A word-for-word copy of the data, pictures excluded, is what this task asks for.
◇ ◇ ◇ ◇
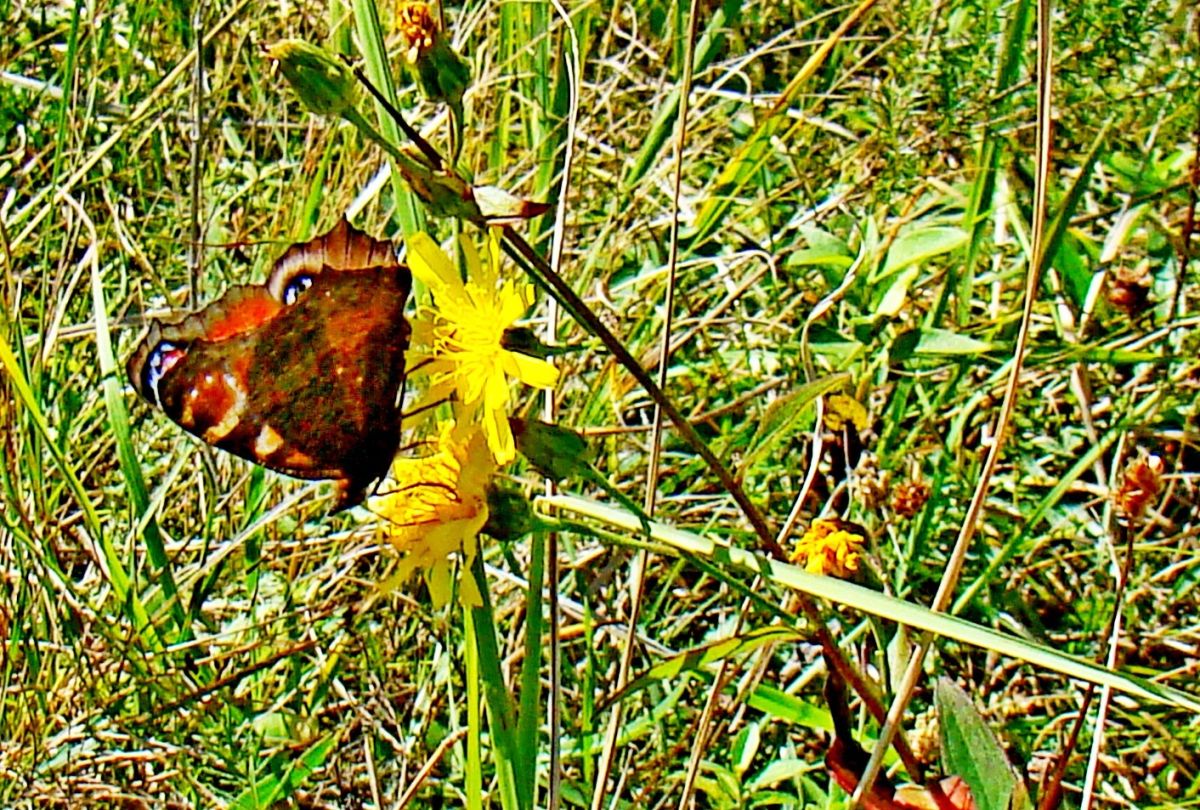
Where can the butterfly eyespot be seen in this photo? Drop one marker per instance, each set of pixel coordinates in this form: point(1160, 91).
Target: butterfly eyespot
point(161, 360)
point(295, 288)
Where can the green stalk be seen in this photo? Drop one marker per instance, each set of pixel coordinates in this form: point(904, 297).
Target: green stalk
point(375, 52)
◇ ◇ ◇ ◇
→ RESULT BELOW
Where can the butterfly eyespot be seen in this photo? Drop one marker per instance, each set of pixel coordinates in this form: point(1160, 91).
Target: butterfly eyespot
point(161, 360)
point(295, 288)
Where can the green stalk be seen in this photo? Drop one marker per instance, each set of pixel coordinates in this form: point(904, 297).
Target: green stalk
point(375, 52)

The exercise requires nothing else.